FORMER Kirkburton woman Josephine Blaney has written a book about volunteering in India and Pakistan.

It all began in Huddersfield where her father was a dentist. He used to treat children at an orphanage in India and the young Josephine Scholes volunteered there for six months.

She continued her voluntary work across the UK in places such as old people’s homes and a Jewish settlement in Glasgow.

Josephine went on to receive a diploma in social work and study social anthropology at Manchester University.

From 1977 to 1981, Josephine travelled India and Pakistan, sometimes stopping for a couple of days, sometimes for months.

She had no intention of writing a book. “I had a notebook I carried with me” she explains, “I only made a note if someone said something interesting.

“I remember one time somebody asked me ‘when are you going to become a saint?’”

Her travels took her through Pakistan and she spent a year in the seaport city of Karachi, working for a time in a pharmacy, before heading by train into India, where she visited many villages.

Travelling alone for the most part, she met people from all walks of life as well as in two countries, giving her the framework for her account and its title – Crossing Frontiers.

Items from a data source

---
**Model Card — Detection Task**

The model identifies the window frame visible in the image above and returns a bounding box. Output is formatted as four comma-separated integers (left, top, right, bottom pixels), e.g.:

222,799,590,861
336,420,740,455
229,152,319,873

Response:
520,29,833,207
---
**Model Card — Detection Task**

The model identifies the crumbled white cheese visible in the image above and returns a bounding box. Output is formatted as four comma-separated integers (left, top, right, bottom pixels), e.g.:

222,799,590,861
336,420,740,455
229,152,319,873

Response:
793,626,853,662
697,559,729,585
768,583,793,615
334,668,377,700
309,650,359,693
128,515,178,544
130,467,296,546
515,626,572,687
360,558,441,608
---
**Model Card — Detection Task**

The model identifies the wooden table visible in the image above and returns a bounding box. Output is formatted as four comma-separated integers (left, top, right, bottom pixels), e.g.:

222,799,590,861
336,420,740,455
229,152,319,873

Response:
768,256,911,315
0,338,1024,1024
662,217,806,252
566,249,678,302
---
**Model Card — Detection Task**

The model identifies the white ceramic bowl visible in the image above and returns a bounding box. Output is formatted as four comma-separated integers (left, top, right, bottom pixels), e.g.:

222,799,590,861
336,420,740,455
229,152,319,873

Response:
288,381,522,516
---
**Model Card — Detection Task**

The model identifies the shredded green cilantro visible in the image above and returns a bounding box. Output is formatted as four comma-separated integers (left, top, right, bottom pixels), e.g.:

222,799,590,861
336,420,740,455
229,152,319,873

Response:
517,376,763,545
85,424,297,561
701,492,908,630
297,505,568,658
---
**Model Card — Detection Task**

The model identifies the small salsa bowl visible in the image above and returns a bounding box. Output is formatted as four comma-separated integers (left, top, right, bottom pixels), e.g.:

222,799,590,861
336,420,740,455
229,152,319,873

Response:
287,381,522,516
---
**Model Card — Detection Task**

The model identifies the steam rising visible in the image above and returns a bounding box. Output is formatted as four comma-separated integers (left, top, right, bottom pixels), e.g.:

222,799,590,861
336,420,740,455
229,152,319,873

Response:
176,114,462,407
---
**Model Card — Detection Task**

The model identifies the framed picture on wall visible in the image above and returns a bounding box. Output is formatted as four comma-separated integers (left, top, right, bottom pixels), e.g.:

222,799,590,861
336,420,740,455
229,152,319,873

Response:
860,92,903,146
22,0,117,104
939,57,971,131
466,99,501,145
* * *
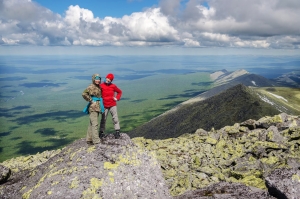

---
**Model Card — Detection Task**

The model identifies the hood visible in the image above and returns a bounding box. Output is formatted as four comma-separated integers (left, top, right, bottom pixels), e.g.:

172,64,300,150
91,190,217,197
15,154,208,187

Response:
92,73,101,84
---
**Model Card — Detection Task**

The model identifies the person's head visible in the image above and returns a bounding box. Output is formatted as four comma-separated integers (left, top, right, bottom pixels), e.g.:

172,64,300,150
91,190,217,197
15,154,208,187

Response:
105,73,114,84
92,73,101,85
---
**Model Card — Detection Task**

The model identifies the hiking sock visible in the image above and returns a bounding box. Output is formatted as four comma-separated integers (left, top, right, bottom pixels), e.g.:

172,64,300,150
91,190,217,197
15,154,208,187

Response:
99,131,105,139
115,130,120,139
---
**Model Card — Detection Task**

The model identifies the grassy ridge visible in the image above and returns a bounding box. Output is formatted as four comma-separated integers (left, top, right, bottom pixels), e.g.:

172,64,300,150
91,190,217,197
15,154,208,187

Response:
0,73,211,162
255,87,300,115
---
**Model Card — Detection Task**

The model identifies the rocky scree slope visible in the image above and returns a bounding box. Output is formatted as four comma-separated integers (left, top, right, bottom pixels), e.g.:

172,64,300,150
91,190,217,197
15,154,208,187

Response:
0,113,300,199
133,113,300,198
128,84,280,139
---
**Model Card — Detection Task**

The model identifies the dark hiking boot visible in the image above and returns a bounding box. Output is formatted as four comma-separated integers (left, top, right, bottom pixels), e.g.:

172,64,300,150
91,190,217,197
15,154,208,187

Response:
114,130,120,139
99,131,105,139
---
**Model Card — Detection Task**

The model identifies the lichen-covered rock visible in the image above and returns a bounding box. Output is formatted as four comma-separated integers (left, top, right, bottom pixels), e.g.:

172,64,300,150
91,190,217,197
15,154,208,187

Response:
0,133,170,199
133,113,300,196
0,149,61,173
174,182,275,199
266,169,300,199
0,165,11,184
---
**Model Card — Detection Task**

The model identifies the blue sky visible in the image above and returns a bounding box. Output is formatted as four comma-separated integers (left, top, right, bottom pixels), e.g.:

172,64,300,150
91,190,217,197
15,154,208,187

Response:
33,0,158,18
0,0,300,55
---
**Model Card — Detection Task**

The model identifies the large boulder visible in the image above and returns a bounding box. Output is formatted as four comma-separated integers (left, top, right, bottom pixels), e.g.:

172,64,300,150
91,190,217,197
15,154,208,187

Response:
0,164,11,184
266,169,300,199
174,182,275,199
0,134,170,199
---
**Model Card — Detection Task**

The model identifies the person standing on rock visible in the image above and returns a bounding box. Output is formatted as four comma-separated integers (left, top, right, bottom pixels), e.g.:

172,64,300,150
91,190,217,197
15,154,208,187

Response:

_Required work_
A. Decide whether each statement agrees with the article about Josephine Blaney, answering yes or no and quoting the exact words from the article that decide it: (i) Her father was a dentist in Huddersfield. (ii) She spent two years in Karachi. (iii) She set out intending to write a book.
B. Rewrite the part of the article about Josephine Blaney that begins at the words "It all began" and stops after "sometimes for months.", renaming "Manchester University" as "the University of Manchester".
C. Translate this sentence from the article about Josephine Blaney into Spanish: "She continued her voluntary work across the UK in places such as old people’s homes and a Jewish settlement in Glasgow."
This material plays no part in the work.

_Activity answers_
A.
(i) Yes: "It all began in Huddersfield where her father was a dentist."
(ii) No: "she spent a year in the seaport city of Karachi"
(iii) No: "She had no intention of writing a book."

B.
It all began in Huddersfield where her father was a dentist. He used to treat children at an orphanage in India and the young Josephine Scholes volunteered there for six months.

She continued her voluntary work across the UK in places such as old people’s homes and a Jewish settlement in Glasgow.

Josephine went on to receive a diploma in social work and study social anthropology at the University of Manchester.

From 1977 to 1981, Josephine travelled India and Pakistan, sometimes stopping for a couple of days, sometimes for months.

C. Continuó su trabajo voluntario por todo el Reino Unido en lugares como residencias de ancianos y un asentamiento judío en Glasgow.